- EXERCISE AIM -
Reproduce verbatim the stretch of the winemaking forum thread from "I've tried a" through "went this route.".

- SOURCE -
+++

I've tried a sample with backsweeten (.6 g/l), which is currently in the fridge to try later today and perhaps avoid this altogether. I’m a little concerned about in bottle refermentation if I went this route.

I will be adjusting solely to improve the flavor and really don’t care about the pH/TA numbers. I’ll be doing bench trials.

Questions
How many g/l should I adjust at a time, in order to have a noticeable impact?

Is the acid/base interaction immediate or does the wine need to be cold stabilized for the compound to fall out?

Once I find the minimum amount to add to my batch, how long and at what temperature is necessary to cold stabilize the wine?

Any other helpful hints?


----------



## mainshipfred (Feb 3, 2019)

NorCal said:


> For the first time in my wine making career, I am dealing with a wine that is too tart to my liking. Normally I’m struggling with 4.0, flabby pH wines, but this year’s Viognier is tart to the taste. The flavor is good, but the finish leaves my tongue sweating like a faucet. Tastes like a light, fruity Chardonnay with a Sauvignon Blanc finish.

+++

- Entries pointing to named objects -
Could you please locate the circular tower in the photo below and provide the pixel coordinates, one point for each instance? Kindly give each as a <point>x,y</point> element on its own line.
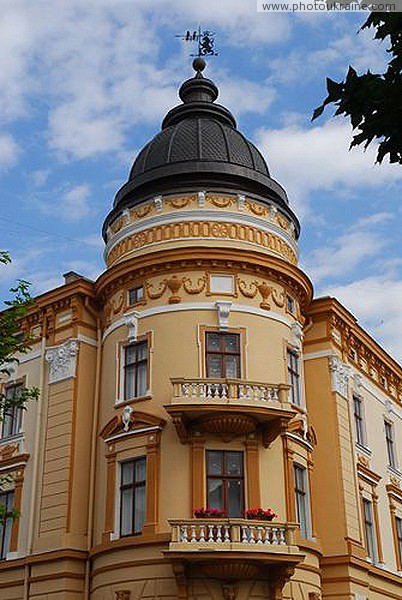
<point>201,408</point>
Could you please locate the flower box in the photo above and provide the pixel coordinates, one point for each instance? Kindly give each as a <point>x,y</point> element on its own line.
<point>208,513</point>
<point>260,514</point>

+++

- ANSWER TO THIS EXERCISE -
I've tried a sample with backsweeten (.6 g/l), which is currently in the fridge to try later today and perhaps avoid this altogether. I’m a little concerned about in bottle refermentation if I went this route.